-- READING PASSAGE --
Fig. 2. Comparison between NPY-bound and antagonist-bound Y₁R structures.

a Structural alignment between NPY (yellow)-bound Y₁R (current structure, green) and antagonist-bound Y₁R (PDB ID 5ZBQ, light gray, residues 18–32 of Y₁R and antagonist are omitted for clarity) clearly shows characteristic TM6 movement as observed in the active structures of class A GPCRs. Views from extracellular (right-upper panel) and cytoplasmic (right-lower panel) sides are shown on the right. Each red arrow represents the movement of the TM helix. b Structural changes at the connector region (P^5.50I^3.40F^6.44 motif) upon NPY binding are shown. The antagonist-bound Y₁R (PDB ID 5ZBQ) is colored in light gray and an antagonist, UR-MK299, in magenta. c Structural changes at the D(E)/R/Y(H) (labeled in red) and NPxxY (labeled in blue) motifs are shown. d The binding interface between α5 of G_i1 (in cyan) and ICL2 is shown. Residues participating in the interactions and two Pro residues (P145^ICL2 and P150^ICL2) in ICL2 are shown as sticks. Dashed lines represent the polar interactions.

Fig. 3. Binding of NPY C-terminal tail to Y₁R.

a The C-terminal tail of NPY (yellow) and Y₁R residues that participate in NPY binding are presented as sticks. b Schematic representation of NPY–Y₁R interactions analyzed using the LigPlot⁺ program is shown. The hydrogen bonds and the salt bridges are shown in blue and red dashed lines, respectively. c–e Detailed interactions between C-terminal residues of NPY and Y₁R are shown. The polar contacts are shown as blue dashed lines.

-- DATA LISTING --
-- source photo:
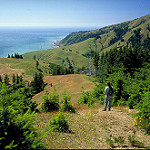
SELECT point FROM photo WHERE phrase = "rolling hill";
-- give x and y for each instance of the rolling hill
(78, 46)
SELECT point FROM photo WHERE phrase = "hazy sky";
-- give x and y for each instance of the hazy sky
(70, 13)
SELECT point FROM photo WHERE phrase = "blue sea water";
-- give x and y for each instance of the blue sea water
(22, 40)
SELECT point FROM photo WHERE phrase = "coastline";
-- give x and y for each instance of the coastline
(55, 43)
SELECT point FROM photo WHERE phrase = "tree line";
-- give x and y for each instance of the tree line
(128, 69)
(16, 55)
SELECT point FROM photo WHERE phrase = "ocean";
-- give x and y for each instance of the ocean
(22, 40)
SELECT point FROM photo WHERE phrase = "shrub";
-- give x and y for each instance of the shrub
(84, 98)
(59, 123)
(17, 131)
(143, 116)
(51, 102)
(134, 142)
(66, 105)
(133, 100)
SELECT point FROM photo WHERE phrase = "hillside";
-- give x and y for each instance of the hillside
(89, 127)
(79, 46)
(110, 36)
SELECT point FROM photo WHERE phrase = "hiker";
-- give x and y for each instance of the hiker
(108, 96)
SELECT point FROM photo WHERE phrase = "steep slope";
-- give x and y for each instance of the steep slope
(110, 36)
(79, 46)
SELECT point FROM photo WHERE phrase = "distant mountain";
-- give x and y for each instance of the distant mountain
(108, 37)
(76, 48)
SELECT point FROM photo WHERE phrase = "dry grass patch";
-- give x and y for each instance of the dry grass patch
(90, 127)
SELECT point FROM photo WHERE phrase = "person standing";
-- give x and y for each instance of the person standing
(108, 96)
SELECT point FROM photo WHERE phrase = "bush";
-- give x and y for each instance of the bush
(17, 131)
(51, 102)
(87, 98)
(59, 123)
(133, 142)
(66, 105)
(84, 98)
(143, 116)
(133, 100)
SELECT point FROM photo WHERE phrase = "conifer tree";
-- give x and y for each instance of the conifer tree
(17, 79)
(13, 78)
(1, 79)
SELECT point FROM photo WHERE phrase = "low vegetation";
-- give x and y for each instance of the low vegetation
(127, 67)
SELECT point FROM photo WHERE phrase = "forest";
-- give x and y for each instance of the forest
(128, 70)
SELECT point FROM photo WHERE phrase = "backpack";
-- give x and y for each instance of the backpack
(110, 92)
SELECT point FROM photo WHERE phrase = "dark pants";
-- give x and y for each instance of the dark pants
(107, 100)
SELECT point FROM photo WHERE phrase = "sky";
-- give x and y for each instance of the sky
(70, 13)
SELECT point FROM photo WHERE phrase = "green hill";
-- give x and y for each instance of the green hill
(78, 46)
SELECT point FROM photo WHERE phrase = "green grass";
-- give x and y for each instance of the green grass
(29, 66)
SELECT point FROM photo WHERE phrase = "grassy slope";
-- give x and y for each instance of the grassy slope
(57, 56)
(89, 126)
(74, 51)
(21, 66)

-- EXERCISE DESCRIPTION --
Reproduce the figure captions on the neuropeptide Y receptor structures, everything from "Fig. 3. Binding" down to "blue dashed lines.". The records were taken from a separate source.

-- SOLUTION TO THIS PROBLEM --
Fig. 3. Binding of NPY C-terminal tail to Y₁R.

a The C-terminal tail of NPY (yellow) and Y₁R residues that participate in NPY binding are presented as sticks. b Schematic representation of NPY–Y₁R interactions analyzed using the LigPlot⁺ program is shown. The hydrogen bonds and the salt bridges are shown in blue and red dashed lines, respectively. c–e Detailed interactions between C-terminal residues of NPY and Y₁R are shown. The polar contacts are shown as blue dashed lines.